■ **Work request**: Filter out every line below that lacks "background", and copy the rest.

+++++

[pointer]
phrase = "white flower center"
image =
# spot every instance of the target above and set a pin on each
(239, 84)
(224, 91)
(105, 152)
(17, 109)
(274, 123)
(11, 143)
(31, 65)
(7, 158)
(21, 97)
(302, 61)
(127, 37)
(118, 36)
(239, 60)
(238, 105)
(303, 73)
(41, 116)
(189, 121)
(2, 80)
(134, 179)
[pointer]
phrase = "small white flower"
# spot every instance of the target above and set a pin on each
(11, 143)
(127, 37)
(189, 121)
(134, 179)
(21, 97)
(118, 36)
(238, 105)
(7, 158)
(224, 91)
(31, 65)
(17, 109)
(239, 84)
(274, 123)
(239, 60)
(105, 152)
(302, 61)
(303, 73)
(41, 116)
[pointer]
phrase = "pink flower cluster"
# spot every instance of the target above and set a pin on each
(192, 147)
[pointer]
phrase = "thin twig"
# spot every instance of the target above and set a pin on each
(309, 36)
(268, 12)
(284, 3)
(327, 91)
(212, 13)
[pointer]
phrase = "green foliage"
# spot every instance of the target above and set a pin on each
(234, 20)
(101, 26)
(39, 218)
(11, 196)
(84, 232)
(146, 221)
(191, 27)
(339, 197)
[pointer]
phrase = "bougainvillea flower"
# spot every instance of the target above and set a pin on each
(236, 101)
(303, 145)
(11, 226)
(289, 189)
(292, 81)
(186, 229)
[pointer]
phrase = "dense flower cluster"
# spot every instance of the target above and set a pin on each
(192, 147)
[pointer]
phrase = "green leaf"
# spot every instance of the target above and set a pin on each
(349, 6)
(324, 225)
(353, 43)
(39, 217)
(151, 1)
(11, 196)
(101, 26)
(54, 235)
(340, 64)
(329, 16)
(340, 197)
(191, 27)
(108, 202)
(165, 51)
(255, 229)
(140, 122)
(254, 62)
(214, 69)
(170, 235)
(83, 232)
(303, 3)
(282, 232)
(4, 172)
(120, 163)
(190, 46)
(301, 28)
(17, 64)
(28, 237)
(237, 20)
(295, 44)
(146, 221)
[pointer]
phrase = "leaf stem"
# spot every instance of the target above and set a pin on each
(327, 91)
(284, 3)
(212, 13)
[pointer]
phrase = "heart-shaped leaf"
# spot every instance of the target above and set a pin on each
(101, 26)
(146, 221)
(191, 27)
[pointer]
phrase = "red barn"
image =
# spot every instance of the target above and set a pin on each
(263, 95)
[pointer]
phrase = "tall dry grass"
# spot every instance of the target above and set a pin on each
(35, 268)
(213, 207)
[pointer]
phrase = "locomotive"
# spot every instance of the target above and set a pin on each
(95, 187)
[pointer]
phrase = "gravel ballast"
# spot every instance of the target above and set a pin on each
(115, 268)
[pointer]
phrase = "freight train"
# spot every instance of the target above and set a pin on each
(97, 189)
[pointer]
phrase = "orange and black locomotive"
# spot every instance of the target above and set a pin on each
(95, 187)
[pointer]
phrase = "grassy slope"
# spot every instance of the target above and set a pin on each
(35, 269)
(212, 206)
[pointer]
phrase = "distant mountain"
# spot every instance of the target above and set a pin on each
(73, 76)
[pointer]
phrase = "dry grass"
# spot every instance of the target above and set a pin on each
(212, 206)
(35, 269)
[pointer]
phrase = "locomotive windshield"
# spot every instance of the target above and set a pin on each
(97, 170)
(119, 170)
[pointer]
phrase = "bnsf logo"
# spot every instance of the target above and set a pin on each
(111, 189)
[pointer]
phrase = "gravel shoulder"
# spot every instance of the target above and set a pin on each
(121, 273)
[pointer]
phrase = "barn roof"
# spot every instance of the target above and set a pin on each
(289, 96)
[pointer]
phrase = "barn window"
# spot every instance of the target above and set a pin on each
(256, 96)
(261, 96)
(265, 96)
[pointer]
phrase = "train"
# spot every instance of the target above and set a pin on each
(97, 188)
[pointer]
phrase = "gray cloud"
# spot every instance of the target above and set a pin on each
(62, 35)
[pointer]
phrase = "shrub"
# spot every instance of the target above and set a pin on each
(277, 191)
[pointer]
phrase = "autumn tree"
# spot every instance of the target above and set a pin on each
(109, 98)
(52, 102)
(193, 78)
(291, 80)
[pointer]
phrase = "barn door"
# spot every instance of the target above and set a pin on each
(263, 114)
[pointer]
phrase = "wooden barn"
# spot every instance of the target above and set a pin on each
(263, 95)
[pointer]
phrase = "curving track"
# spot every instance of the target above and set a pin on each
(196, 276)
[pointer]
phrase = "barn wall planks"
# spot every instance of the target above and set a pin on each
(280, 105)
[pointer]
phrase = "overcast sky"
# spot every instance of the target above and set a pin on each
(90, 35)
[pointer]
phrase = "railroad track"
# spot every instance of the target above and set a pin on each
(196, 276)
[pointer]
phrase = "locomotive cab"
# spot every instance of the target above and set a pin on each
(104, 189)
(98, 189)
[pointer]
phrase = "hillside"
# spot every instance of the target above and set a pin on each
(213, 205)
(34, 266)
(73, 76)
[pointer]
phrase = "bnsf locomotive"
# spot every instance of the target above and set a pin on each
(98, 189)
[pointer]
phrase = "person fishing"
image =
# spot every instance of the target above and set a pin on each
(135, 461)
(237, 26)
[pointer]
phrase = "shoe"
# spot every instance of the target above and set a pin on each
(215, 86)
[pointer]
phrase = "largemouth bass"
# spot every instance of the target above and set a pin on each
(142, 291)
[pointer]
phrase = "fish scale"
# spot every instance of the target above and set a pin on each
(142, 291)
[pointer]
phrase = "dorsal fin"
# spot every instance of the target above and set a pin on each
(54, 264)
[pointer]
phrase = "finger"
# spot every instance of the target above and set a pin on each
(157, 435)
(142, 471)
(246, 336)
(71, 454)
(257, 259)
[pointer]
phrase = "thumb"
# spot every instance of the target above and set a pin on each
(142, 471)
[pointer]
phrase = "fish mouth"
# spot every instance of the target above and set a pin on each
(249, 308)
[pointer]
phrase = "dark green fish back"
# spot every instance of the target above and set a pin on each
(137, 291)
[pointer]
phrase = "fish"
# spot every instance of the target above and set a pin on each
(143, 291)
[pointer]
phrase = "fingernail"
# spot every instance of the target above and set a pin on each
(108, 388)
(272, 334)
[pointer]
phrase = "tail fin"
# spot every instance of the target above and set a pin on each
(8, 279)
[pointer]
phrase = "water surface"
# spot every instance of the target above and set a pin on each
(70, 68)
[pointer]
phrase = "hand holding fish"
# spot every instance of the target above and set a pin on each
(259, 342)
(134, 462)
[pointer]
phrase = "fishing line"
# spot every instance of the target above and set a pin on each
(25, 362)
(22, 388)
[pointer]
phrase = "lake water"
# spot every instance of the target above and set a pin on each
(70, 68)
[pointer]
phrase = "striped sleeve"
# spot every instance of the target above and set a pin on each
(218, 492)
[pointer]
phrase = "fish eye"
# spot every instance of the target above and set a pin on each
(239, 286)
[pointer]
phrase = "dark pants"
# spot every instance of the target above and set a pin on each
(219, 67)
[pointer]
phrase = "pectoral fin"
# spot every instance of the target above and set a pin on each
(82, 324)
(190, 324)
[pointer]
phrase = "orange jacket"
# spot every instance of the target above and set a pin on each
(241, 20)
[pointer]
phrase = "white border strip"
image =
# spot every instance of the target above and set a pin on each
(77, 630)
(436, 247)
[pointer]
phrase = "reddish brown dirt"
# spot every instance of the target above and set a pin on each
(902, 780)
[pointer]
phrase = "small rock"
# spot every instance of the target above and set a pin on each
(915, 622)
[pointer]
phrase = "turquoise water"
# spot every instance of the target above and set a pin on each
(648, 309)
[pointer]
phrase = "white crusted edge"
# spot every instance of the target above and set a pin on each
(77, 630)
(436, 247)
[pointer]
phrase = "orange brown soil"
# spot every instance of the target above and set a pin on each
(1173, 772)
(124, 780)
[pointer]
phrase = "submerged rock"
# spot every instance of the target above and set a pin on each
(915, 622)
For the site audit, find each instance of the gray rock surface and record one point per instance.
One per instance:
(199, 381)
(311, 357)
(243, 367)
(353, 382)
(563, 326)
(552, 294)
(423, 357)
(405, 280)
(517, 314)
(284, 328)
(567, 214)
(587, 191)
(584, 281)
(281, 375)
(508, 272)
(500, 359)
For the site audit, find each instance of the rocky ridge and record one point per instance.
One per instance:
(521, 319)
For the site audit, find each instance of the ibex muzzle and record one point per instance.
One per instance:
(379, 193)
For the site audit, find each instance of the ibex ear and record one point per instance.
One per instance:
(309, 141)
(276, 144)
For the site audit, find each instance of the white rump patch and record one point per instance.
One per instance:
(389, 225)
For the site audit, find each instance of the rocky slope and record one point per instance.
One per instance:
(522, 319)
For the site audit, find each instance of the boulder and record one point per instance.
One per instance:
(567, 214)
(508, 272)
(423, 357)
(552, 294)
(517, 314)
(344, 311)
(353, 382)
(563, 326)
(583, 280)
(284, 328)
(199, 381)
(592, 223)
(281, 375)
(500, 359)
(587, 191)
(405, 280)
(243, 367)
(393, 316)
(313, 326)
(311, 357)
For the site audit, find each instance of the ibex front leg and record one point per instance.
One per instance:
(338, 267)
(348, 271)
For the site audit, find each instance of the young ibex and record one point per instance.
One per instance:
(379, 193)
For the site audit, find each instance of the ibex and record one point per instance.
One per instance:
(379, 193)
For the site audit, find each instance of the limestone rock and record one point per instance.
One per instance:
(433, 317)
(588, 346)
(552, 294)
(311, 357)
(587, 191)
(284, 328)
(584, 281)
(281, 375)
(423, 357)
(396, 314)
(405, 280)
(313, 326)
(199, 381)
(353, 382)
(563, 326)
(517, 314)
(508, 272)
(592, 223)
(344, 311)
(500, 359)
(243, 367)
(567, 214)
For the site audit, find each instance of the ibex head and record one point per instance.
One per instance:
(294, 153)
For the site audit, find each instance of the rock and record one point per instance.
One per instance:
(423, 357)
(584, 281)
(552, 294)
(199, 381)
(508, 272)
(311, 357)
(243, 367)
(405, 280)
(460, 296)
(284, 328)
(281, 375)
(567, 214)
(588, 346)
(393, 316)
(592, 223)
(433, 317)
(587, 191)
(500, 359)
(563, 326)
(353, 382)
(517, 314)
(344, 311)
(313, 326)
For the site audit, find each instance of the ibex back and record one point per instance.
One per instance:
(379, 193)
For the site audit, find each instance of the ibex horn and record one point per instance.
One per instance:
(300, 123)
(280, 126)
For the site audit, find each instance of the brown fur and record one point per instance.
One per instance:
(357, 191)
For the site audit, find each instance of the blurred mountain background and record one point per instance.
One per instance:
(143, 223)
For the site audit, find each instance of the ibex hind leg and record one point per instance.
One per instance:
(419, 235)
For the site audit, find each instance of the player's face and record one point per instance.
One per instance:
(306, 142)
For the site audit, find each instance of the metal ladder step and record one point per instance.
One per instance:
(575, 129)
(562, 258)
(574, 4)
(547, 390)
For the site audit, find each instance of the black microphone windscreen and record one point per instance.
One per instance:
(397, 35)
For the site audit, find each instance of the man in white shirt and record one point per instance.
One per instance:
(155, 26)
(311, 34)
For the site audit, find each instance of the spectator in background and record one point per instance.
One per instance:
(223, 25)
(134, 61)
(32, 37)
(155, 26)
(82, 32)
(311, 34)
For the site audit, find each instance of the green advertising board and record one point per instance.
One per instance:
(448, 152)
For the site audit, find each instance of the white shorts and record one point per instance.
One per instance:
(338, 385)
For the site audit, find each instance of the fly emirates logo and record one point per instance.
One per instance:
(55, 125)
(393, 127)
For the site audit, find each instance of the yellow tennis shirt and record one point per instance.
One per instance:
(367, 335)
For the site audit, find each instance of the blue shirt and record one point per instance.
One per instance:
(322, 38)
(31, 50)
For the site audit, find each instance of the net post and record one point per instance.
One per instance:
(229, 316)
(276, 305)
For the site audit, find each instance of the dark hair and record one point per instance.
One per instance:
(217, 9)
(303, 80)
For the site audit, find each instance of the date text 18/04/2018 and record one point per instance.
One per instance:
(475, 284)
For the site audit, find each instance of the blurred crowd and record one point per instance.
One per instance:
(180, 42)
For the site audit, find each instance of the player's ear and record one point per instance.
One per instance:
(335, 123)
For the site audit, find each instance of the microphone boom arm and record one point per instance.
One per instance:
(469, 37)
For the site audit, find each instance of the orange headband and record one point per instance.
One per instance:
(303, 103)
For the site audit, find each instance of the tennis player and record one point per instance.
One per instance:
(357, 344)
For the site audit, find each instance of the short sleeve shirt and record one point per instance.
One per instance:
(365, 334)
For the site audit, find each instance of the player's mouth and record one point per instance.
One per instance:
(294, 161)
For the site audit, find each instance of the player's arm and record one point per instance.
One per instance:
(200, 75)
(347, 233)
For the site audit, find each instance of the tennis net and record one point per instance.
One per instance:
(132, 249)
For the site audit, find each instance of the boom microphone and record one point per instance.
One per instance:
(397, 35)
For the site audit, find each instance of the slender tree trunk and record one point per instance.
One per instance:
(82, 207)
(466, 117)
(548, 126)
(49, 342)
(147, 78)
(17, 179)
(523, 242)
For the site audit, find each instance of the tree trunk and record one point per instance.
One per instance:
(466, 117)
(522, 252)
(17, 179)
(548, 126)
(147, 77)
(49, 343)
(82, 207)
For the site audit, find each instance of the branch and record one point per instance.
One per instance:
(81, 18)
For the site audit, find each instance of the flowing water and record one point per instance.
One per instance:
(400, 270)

+++++

■ **Reply to the exercise**:
For the site audit, find each instance of the blurred mountain background and record one point per instance.
For the site audit, find each instance of the spectator in background and record one point per instance.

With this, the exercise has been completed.